- **ASSIGNMENT**
Copy out each line featuring the string "target" from the entries beneath.

- **DATA FOR THIS EXERCISE**
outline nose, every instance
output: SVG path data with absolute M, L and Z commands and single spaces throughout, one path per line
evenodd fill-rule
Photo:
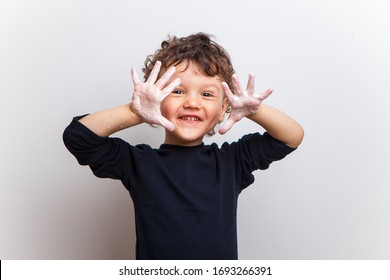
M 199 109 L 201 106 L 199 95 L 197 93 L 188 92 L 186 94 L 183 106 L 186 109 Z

* * *

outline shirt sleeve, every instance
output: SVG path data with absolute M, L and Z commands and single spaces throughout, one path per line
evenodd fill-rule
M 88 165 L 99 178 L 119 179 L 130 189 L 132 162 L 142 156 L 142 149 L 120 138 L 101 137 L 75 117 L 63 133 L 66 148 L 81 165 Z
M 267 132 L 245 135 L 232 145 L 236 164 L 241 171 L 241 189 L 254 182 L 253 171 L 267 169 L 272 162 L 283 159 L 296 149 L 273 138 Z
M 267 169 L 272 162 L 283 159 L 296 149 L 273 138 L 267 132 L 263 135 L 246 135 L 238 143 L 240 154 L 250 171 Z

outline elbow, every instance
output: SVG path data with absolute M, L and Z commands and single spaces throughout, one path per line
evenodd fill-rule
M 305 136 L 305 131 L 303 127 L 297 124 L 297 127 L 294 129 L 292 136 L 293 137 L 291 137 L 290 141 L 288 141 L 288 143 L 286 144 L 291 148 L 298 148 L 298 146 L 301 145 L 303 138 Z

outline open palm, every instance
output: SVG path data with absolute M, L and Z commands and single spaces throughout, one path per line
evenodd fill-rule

...

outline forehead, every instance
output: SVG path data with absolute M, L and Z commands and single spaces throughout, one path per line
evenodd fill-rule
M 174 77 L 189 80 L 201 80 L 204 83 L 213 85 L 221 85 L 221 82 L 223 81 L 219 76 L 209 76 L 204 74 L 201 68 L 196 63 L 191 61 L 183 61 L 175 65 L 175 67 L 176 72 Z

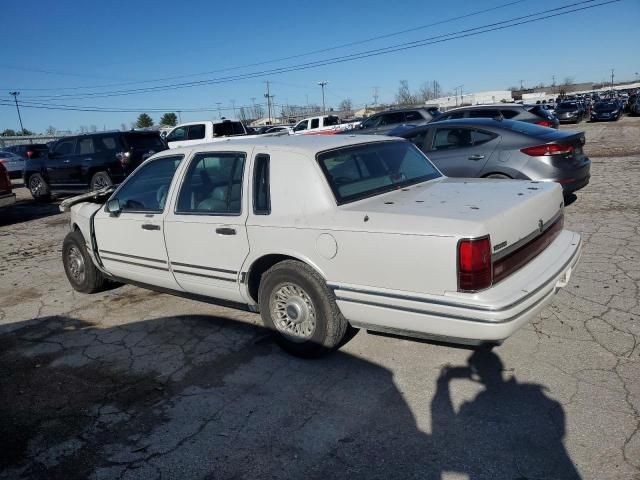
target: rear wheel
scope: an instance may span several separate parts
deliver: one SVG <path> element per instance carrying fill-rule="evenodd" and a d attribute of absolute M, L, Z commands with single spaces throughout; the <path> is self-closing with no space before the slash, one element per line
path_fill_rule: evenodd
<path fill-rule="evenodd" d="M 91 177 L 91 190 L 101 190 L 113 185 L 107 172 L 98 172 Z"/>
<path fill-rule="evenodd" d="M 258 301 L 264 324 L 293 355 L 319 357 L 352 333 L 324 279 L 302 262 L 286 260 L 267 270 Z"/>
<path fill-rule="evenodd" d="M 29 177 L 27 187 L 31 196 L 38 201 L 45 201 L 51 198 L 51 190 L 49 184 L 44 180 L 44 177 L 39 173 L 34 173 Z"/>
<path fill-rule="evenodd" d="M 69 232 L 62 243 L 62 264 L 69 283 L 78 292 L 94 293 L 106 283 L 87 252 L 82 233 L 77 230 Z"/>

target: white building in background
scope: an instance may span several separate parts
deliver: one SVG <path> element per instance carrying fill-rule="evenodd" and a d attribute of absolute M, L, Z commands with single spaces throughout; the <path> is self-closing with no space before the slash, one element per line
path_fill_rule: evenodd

- **FINAL ANSWER**
target: rear wheel
target: white building in background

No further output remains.